* [Supplied passage]
[BEGIN]
Iran’s propaganda outlets controlled by the IRGC and Supreme Leader Ayatollah Ali Khamenei immediately set the tone for the country’s response to the attack.

In the early hours of August 13 in Tehran, IRGC-linked Fars News Agency republished a 2016 analysis from the official website that justified attacks on Rushdie’s life—it quoted Khamenei as saying that the “arrow fired by [his predecessor] Imam Khomeini will eventually hit home”.

Fars published the analysis with a single comment added to the top: to “succeed in diplomacy”—an apparent reference to indirect ongoing nuclear talks in Vienna—Iran should follow the example of “dealing” with Rushdie.

Elaborating further, the analysis noted that Iran must “adhere to Islamic principles and not give up on them when facing international challenges”.
[END]
* [Dataset excerpts]
[BEGIN]
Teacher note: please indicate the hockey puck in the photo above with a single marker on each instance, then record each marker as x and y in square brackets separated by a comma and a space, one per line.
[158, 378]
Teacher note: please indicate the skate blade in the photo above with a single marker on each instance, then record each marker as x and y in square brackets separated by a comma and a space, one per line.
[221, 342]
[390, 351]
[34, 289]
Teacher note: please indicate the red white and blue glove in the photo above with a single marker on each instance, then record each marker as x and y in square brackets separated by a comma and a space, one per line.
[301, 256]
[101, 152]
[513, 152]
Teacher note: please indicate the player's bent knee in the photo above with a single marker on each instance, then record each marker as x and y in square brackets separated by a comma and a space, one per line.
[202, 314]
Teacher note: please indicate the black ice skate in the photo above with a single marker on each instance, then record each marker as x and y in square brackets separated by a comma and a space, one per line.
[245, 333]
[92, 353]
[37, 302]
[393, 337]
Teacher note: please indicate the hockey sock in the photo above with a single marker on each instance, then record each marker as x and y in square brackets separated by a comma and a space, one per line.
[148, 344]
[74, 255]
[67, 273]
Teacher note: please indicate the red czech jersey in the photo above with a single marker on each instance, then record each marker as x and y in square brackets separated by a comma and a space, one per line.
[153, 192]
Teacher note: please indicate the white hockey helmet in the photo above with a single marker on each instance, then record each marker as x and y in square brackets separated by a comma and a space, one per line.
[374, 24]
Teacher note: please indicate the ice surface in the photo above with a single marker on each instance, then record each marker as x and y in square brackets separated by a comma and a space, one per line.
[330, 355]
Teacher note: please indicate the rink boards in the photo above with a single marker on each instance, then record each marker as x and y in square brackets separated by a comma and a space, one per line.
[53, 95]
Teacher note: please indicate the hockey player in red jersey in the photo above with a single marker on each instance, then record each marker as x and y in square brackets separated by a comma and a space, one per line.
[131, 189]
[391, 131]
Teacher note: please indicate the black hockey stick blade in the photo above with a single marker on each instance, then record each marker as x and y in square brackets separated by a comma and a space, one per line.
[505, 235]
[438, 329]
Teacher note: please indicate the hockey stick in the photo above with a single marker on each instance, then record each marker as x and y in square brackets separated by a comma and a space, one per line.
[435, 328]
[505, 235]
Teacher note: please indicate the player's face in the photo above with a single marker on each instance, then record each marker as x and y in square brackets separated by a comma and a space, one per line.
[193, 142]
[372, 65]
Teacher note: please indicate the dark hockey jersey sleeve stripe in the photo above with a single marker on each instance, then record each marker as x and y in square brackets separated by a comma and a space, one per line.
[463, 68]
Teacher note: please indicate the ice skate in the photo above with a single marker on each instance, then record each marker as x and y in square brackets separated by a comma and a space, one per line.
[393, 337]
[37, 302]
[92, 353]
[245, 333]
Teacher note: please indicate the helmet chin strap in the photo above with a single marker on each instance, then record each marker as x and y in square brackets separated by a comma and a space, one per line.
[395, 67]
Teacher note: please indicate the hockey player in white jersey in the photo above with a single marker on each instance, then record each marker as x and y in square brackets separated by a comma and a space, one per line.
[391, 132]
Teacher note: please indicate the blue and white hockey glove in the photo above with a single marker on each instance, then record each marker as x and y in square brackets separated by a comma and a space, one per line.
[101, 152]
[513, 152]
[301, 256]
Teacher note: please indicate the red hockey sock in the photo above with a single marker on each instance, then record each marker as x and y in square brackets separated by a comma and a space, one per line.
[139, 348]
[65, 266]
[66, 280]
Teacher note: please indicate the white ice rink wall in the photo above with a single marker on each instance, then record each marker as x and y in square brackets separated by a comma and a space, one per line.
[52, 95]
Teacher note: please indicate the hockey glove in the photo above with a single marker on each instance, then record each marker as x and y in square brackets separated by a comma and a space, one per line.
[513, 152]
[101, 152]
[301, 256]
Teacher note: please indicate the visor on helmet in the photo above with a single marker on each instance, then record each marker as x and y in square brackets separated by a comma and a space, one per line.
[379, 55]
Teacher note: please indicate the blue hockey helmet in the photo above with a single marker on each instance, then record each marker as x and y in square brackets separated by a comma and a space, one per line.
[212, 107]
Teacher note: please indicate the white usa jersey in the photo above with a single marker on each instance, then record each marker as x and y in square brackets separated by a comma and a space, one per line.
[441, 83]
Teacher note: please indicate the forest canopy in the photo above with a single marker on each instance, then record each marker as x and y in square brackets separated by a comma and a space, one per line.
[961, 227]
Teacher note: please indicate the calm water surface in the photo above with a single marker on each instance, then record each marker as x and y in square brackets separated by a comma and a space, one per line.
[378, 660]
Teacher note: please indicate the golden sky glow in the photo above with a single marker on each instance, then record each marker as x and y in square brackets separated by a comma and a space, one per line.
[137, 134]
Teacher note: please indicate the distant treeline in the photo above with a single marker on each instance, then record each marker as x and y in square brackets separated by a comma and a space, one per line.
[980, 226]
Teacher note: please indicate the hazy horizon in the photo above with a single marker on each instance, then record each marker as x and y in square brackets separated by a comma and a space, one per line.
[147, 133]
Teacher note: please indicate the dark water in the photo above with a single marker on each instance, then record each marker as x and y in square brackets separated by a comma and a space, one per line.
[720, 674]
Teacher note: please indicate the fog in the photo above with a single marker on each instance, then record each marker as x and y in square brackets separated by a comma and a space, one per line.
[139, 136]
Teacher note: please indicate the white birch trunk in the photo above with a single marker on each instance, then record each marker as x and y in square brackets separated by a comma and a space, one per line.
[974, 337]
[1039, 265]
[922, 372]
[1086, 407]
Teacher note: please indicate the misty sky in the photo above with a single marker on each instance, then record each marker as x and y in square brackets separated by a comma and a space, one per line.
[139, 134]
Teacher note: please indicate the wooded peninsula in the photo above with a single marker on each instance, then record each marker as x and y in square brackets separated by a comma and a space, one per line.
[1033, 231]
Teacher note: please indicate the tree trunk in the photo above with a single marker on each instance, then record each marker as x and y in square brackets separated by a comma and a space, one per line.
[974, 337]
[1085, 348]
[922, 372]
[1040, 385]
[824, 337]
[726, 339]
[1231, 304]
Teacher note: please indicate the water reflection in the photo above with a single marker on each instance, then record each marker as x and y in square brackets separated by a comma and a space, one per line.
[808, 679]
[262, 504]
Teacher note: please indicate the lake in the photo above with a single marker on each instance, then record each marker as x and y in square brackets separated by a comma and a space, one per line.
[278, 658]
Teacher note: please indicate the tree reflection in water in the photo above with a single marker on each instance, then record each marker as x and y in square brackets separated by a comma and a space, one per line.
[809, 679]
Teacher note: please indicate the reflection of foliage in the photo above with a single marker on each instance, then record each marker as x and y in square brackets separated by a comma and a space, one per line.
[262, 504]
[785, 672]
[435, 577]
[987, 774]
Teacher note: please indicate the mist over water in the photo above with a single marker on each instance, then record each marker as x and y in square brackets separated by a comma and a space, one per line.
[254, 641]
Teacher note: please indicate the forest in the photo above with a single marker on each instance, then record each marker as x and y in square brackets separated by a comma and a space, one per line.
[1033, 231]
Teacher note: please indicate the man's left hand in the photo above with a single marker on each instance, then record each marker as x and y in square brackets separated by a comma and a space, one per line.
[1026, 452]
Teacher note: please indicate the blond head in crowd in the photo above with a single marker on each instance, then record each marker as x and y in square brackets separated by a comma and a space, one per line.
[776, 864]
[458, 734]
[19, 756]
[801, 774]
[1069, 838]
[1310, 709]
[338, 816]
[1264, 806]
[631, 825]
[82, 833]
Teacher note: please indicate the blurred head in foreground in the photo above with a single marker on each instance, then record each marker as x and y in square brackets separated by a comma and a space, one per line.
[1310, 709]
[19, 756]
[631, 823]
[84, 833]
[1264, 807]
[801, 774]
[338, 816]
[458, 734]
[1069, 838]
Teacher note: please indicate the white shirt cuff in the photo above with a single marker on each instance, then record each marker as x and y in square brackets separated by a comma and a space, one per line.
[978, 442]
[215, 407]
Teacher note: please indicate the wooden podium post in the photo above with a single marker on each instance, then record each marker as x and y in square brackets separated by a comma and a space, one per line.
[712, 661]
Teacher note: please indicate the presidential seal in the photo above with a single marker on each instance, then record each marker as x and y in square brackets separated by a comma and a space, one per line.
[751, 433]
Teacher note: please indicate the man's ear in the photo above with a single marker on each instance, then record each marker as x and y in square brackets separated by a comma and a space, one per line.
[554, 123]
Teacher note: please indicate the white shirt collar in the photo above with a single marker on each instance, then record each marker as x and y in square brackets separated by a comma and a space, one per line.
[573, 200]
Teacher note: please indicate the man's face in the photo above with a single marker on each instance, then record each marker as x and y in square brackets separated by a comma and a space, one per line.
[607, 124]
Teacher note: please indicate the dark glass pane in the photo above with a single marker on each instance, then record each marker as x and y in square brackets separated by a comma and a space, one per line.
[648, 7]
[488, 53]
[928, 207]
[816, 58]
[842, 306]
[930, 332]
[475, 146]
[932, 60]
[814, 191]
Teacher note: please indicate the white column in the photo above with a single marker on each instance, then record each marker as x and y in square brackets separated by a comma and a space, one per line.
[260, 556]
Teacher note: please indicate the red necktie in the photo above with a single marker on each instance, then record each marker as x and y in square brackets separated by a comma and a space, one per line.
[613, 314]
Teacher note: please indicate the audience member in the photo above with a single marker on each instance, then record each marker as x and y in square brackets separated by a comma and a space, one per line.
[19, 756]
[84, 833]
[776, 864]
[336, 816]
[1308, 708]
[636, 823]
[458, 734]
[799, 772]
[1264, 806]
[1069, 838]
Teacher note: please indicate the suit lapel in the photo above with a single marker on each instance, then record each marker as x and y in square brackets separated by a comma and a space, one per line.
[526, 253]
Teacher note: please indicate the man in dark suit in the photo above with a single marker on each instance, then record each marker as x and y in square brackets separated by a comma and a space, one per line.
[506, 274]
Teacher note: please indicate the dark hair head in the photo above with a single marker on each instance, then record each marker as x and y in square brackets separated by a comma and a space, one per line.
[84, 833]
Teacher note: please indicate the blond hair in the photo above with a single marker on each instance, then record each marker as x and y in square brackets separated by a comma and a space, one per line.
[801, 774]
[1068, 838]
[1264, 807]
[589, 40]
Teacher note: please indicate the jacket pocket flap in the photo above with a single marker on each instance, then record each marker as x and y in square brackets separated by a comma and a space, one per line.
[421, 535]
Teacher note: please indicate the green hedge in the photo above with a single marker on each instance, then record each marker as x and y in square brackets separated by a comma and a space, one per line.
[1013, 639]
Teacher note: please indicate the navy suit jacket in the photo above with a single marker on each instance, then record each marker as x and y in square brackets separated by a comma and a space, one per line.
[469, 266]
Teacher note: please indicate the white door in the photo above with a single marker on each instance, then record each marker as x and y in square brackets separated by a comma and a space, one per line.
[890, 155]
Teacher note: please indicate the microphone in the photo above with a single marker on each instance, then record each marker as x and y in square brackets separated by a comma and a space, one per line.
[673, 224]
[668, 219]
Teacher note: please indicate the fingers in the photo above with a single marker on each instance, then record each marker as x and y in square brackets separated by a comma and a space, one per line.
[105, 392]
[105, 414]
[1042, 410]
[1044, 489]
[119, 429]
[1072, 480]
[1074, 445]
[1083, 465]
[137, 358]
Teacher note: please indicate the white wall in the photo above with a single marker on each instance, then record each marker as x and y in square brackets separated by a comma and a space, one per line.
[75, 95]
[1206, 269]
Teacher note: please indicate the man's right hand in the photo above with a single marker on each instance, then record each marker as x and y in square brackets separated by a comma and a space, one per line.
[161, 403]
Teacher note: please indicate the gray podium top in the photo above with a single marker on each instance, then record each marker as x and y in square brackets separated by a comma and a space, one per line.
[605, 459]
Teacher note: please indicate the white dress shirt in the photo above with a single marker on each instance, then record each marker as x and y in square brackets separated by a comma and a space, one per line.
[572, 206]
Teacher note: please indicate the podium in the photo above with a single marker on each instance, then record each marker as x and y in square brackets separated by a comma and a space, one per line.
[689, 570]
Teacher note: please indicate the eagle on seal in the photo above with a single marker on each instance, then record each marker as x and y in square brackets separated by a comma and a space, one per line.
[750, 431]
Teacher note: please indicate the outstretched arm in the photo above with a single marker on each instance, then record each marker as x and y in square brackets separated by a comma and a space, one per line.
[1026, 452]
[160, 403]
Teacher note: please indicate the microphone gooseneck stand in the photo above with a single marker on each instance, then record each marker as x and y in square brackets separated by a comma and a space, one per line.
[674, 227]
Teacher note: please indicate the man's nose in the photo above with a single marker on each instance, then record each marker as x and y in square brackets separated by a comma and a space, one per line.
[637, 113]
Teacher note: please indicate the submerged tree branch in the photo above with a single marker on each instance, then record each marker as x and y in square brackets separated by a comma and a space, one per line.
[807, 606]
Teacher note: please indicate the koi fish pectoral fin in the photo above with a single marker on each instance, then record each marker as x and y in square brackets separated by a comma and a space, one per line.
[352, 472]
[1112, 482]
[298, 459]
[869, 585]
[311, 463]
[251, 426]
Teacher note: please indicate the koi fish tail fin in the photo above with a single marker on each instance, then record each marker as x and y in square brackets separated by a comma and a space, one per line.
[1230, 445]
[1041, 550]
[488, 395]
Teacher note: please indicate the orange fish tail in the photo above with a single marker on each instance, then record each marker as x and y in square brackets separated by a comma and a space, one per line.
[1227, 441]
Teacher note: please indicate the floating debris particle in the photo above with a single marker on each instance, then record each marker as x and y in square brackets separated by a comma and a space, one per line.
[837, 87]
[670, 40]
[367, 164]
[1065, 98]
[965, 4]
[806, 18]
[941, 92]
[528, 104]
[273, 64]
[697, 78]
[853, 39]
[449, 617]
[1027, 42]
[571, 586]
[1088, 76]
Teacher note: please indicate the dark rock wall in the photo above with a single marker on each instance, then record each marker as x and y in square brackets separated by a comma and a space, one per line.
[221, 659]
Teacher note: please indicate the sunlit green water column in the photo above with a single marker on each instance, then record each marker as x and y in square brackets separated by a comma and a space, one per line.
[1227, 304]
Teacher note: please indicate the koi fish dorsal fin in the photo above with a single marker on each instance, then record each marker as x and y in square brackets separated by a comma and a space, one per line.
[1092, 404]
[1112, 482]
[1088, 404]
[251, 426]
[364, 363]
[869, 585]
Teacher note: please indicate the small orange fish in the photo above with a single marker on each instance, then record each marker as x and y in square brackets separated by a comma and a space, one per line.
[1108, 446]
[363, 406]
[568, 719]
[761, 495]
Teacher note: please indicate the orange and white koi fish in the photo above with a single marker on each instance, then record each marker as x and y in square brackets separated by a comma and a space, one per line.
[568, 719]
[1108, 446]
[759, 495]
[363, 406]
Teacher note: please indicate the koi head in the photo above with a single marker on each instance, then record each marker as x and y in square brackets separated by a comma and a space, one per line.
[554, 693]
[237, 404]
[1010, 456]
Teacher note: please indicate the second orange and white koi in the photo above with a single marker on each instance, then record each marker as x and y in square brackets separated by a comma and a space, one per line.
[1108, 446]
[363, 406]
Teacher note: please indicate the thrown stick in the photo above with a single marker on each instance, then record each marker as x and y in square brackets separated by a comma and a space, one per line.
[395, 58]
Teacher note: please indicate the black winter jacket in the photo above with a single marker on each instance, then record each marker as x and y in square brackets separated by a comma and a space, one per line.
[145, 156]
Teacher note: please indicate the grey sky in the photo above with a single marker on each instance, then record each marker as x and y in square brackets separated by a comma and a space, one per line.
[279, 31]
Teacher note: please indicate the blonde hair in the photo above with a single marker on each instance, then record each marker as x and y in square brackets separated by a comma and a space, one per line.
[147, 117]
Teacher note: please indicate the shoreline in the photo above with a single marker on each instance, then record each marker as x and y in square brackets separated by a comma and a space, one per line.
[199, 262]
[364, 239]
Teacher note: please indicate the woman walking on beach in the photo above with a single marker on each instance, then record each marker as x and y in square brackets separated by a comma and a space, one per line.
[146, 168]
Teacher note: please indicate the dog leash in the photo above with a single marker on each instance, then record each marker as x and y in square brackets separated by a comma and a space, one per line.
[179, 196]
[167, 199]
[END]
* [Tasks]
a - Reproduce the part of the passage on Iran's response between "Iran’s propaganda outlets" and "to the attack.", inclusive.
b - Answer from the passage on Iran's response:
(i) Which news agency republished the 2016 analysis?
(ii) According to the comment added to the top, what example should Iran follow to succeed in diplomacy?
(iii) What does the analysis say Iran must adhere to?
None of the lines is needed here.

* [Responses by task]
a -
Iran’s propaganda outlets controlled by the IRGC and Supreme Leader Ayatollah Ali Khamenei immediately set the tone for the country’s response to the attack.

b -
(i) The IRGC-linked Fars News Agency
(ii) The example of "dealing" with Rushdie
(iii) Islamic principles